Report every line of the data below that contains the word "tennis", copying each such line in full.

··· Source data

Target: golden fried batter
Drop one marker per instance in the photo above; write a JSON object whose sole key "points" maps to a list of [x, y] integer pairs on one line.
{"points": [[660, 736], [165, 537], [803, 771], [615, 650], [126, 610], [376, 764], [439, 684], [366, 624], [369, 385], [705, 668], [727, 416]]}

······
··· Source data

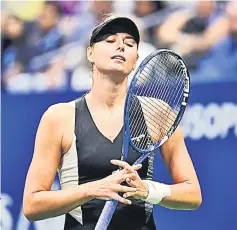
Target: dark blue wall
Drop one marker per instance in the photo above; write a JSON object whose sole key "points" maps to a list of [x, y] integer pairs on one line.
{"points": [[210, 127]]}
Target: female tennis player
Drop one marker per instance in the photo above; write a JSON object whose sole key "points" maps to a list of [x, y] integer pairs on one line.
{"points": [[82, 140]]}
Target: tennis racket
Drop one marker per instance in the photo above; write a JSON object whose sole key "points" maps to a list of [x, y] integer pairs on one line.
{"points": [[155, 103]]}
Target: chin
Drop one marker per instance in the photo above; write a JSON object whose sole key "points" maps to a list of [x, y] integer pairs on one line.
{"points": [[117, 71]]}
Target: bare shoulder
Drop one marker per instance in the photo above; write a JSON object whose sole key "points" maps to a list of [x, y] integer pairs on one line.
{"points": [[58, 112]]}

······
··· Source data

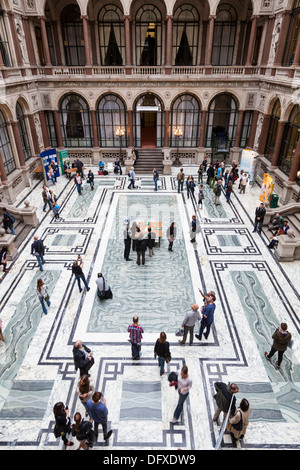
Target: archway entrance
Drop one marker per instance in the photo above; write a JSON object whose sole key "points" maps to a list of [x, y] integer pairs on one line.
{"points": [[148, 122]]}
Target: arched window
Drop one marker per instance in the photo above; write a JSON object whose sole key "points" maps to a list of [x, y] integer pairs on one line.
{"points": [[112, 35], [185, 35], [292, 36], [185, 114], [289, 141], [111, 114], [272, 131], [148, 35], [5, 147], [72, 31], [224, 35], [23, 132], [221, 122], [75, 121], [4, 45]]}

······

- _Response_:
Target: female tennis player
Target: tennis racket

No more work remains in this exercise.